TEXTO-FONTE –
--------

SÉRGIO MORO E O LEGALISMO



Há uma hierarquia nas leis. Há leis eternas e absolutas; há aquelas que devem ser observadas quase sempre, mas comportam certas exceções; e há, por fim, certas leis meramente regulamentares cuja subordinação ao caso concreto é muito maior — estão numa íntima dependência do bom senso para que sirvam realmente à justiça. Do primeiro tipo temos, por exemplo, a lei suprema “Amar a Deus sobre todas as coisas”, lei esta que nunca pode ser quebrada seja qual for a circunstância; do segundo tipo temos, por exemplo, a lei “Não matar”, que proíbe absolutamente o assassinato, mas não proíbe de modo absoluto que se mate uma pessoa. A Doutrina da Igreja ensina que é lícito que alguém seja punido com a pena capital por ter cometido algum crime grave; ensina também que é lícito dar morte ao inimigo em guerra justa; e ensina, por fim, que posso matar alguém caso isto seja necessário para defender a própria vida; do terceiro tipo temos os mais diversos regulamentos, que incluem certas leis de trânsito, regras de estabelecimentos em geral, bem como certas normas do código de processo penal.
O racionalismo e o positivismo geraram como um dos seus frutos essa sede de uma sociedade arquitetada e controlada sob o “império da lei”. Uma planificação “técnica e científica” da sociedade arvorou-se em meta moral a ser atingida. Tanto é assim que a “impessoalidade” é um dos princípios da administração pública (artigo 37 da Constituição Federal). Se este princípio teoricamente impede o favorecimento injusto, impede também o favorecimento justo; impede ainda que se julgue segundo a prudência em cada caso concreto.

--------

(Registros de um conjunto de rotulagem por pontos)
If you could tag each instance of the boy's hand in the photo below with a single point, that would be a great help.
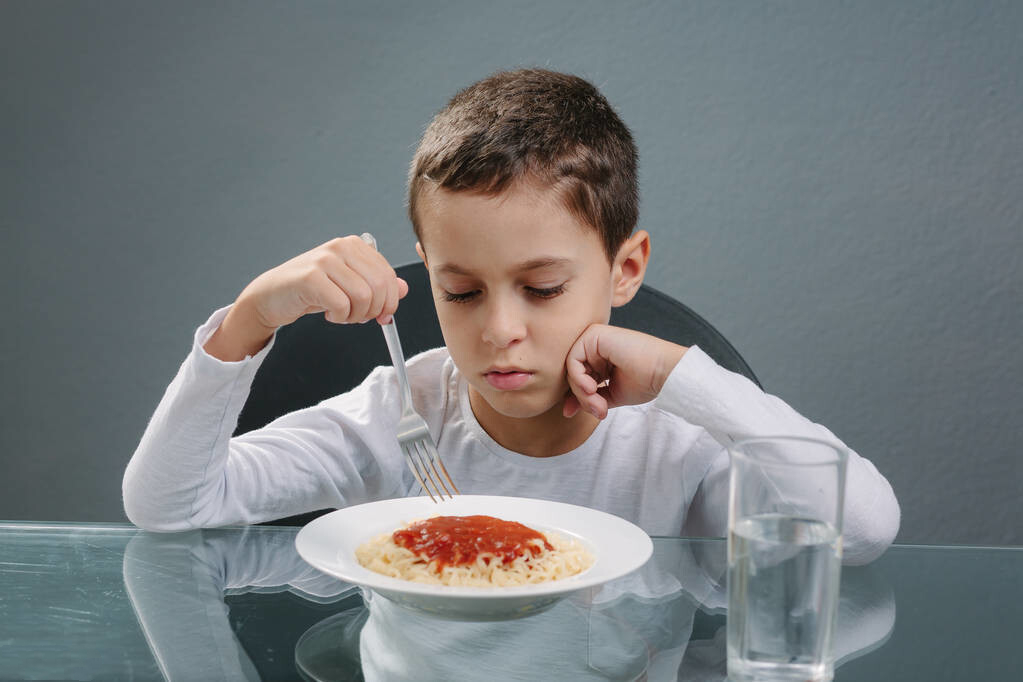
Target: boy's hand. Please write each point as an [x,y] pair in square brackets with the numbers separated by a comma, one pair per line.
[611,366]
[345,278]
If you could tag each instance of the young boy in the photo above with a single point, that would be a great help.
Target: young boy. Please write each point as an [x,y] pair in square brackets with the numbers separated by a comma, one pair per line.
[523,196]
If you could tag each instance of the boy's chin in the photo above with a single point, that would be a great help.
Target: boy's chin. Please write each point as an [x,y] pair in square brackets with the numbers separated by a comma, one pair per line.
[516,406]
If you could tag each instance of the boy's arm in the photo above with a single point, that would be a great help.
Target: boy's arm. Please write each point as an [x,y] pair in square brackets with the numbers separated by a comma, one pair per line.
[729,407]
[189,472]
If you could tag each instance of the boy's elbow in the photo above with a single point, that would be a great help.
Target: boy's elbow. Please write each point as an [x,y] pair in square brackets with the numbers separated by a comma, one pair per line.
[871,531]
[145,516]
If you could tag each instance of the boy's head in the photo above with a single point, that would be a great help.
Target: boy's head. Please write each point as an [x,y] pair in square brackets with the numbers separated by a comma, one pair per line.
[552,130]
[523,195]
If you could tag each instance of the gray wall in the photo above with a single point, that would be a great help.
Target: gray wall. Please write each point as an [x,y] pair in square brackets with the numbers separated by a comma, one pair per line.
[836,186]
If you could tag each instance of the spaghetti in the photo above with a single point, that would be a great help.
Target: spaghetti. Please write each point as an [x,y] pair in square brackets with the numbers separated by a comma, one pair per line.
[473,551]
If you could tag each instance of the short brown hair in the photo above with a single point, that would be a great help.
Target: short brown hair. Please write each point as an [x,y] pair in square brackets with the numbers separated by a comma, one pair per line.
[552,128]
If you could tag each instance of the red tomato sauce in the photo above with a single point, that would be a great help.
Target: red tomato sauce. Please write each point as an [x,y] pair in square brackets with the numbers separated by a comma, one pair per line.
[457,541]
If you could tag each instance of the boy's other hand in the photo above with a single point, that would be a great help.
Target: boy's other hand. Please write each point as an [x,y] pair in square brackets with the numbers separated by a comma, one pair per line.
[611,366]
[345,278]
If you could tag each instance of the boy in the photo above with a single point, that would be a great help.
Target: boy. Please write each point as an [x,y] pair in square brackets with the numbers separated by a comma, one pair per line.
[523,197]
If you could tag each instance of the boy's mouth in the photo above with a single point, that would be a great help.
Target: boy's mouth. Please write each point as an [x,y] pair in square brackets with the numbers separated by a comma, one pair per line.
[506,379]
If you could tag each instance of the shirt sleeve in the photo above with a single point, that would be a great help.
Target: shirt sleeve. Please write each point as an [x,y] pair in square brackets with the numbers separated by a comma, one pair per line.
[729,407]
[189,472]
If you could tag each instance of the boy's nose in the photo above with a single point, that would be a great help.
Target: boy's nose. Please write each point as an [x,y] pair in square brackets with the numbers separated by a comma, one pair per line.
[504,325]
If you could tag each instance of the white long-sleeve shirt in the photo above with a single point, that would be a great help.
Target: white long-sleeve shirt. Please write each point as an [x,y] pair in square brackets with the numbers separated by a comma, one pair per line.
[662,465]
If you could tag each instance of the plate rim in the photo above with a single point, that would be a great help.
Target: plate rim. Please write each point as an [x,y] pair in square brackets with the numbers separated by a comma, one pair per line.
[384,584]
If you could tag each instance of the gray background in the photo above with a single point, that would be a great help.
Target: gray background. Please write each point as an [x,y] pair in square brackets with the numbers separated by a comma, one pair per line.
[836,186]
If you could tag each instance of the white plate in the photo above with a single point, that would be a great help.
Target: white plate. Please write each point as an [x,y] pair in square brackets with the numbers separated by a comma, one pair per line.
[328,543]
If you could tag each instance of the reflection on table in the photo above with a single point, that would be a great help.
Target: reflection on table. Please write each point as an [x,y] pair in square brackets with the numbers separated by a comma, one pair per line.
[113,602]
[639,627]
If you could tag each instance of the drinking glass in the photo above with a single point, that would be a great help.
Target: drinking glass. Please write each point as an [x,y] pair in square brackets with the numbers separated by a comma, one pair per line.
[785,555]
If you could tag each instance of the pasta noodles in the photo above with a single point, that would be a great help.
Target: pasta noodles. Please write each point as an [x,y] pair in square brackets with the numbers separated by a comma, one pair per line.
[473,551]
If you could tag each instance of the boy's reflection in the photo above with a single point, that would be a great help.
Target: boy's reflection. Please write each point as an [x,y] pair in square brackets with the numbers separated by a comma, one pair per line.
[665,622]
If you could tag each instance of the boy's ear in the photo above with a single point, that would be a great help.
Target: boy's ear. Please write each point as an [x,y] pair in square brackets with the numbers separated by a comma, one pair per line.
[629,268]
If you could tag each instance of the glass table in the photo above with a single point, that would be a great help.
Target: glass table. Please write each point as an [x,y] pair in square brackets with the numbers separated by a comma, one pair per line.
[113,602]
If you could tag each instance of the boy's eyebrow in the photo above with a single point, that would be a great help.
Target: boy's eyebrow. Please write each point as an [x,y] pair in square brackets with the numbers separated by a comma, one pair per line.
[534,264]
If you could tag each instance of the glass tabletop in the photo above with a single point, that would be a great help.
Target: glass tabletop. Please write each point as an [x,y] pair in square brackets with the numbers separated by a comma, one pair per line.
[110,602]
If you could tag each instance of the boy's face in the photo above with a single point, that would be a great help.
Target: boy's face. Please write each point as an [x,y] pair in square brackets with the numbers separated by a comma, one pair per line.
[517,278]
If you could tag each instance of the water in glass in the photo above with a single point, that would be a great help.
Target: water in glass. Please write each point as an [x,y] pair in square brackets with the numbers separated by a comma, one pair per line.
[783,595]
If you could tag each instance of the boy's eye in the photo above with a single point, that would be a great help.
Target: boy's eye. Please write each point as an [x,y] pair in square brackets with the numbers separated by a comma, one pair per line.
[463,297]
[547,292]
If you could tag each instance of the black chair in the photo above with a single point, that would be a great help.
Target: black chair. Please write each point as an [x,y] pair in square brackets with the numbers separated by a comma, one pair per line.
[313,359]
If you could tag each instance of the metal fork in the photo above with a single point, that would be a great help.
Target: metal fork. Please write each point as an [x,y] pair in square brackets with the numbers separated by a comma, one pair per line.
[413,436]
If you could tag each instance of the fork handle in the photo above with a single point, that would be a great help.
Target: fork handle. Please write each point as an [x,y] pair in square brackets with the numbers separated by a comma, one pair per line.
[398,360]
[394,344]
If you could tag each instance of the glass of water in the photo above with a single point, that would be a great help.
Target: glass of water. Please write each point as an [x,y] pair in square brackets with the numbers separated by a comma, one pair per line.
[785,555]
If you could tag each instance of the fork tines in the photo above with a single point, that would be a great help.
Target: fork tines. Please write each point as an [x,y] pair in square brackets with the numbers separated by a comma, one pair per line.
[429,469]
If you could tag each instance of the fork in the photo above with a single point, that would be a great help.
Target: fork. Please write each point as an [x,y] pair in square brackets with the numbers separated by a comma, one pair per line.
[413,435]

--------

ENUNCIADO 1 –
Liste os casos em que, segundo o texto sobre a hierarquia das leis, a Doutrina da Igreja ensina ser lícito matar alguém.
ENUNCIADO 2 –
No texto sobre a hierarquia das leis, em que artigo da Constituição Federal aparece a "impessoalidade" como princípio da administração pública?
ENUNCIADO 3 –
Transcreva, por favor, tudo desde "O racionalismo e" até "cada caso concreto." no texto sobre a hierarquia das leis.

RESPOSTA 1 –
- Punir com a pena capital quem cometeu algum crime grave
- Dar morte ao inimigo em guerra justa
- Matar alguém quando isso for necessário para defender a própria vida

RESPOSTA 2 –
No artigo 37 da Constituição Federal.

RESPOSTA 3 –
O racionalismo e o positivismo geraram como um dos seus frutos essa sede de uma sociedade arquitetada e controlada sob o “império da lei”. Uma planificação “técnica e científica” da sociedade arvorou-se em meta moral a ser atingida. Tanto é assim que a “impessoalidade” é um dos princípios da administração pública (artigo 37 da Constituição Federal). Se este princípio teoricamente impede o favorecimento injusto, impede também o favorecimento justo; impede ainda que se julgue segundo a prudência em cada caso concreto.